◆ Source extract:
** Start **
Measures to improve your online privacy and security

November 16, 2022

In the past few years I’ve taken an interest in privacy/security. For many reasons, some due to the alarming levels of data collection we face from massive tech corporations like Google, Microsoft, Apple, Meta (formerly Facebook) or Amazon. Others due to the fact that I, like many other people, have had my (now deleted) Facebook account hacked once or twice in the past, maybe due to company negligence, like Facebook not securing their systems properly, or due to poor password management.

In this article I plan to explain some of the tools I’ve used to reduce such data collection as much as possible and within certain bounds. I want to do this in 3 levels, the lowest one being the weakest and with the most exposure to third party data collection, the next one with a bit more time investment but likely worth your time to greatly reduce such data collection, and the last one for those that are willing to actually spend hours to days to become as private and secure as they can, as well as some useful resources to go down the rabbit hole.


Article index


Why should I care?

shrug

Past generations, like my grandparents or to some extent even my own parents, never had to worry about data collection. There wasn’t tons of storage to go around to store as much data as possible, there were little to no highly efficient and powerful tools for data analysis, there was no extremely granular and specific targeted advertising, and there were no meaningful data breaches.
** End **
◆ Dataset entries:
** Start **
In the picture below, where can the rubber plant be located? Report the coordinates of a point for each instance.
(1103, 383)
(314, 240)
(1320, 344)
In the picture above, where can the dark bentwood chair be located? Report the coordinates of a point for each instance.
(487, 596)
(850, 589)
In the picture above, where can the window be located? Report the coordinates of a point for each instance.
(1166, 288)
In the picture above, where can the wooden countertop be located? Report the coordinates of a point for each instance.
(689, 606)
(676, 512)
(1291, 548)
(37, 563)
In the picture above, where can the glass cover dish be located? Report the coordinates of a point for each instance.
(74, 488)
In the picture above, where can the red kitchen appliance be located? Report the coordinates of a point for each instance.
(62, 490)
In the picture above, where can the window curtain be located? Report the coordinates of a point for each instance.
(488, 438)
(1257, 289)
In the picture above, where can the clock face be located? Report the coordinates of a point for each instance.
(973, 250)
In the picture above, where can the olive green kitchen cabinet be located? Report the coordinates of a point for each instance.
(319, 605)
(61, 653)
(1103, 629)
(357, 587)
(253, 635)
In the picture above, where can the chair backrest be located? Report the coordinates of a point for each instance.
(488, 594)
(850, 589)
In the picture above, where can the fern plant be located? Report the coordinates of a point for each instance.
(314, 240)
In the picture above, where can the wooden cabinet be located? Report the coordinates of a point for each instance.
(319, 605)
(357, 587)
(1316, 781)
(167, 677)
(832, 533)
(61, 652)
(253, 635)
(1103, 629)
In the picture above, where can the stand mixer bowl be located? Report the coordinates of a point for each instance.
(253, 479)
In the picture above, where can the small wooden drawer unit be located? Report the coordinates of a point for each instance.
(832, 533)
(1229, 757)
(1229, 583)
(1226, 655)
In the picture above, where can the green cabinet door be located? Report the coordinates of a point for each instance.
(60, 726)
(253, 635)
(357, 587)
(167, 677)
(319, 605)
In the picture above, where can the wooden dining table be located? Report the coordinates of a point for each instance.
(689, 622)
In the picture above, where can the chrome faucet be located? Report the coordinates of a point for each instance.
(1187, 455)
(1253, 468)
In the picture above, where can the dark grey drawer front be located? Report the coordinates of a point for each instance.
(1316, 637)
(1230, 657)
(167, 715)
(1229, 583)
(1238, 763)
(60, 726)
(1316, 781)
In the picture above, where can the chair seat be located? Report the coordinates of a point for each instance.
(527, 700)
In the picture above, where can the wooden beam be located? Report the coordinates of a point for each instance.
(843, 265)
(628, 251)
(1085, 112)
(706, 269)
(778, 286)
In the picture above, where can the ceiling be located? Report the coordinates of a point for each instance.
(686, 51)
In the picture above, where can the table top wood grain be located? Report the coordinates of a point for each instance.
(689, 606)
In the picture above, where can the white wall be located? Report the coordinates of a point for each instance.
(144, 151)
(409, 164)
** End **
◆ Problems and tasks:
1. In the privacy article, revise everything from "In this article" down to "the rabbit hole." so that "rabbit hole" becomes "deep end".
2. In the privacy article, which account does the author say was hacked once or twice in the past?

◆ List of solutions:
1.
In this article I plan to explain some of the tools I’ve used to reduce such data collection as much as possible and within certain bounds. I want to do this in 3 levels, the lowest one being the weakest and with the most exposure to third party data collection, the next one with a bit more time investment but likely worth your time to greatly reduce such data collection, and the last one for those that are willing to actually spend hours to days to become as private and secure as they can, as well as some useful resources to go down the deep end.

2. The author's now-deleted Facebook account.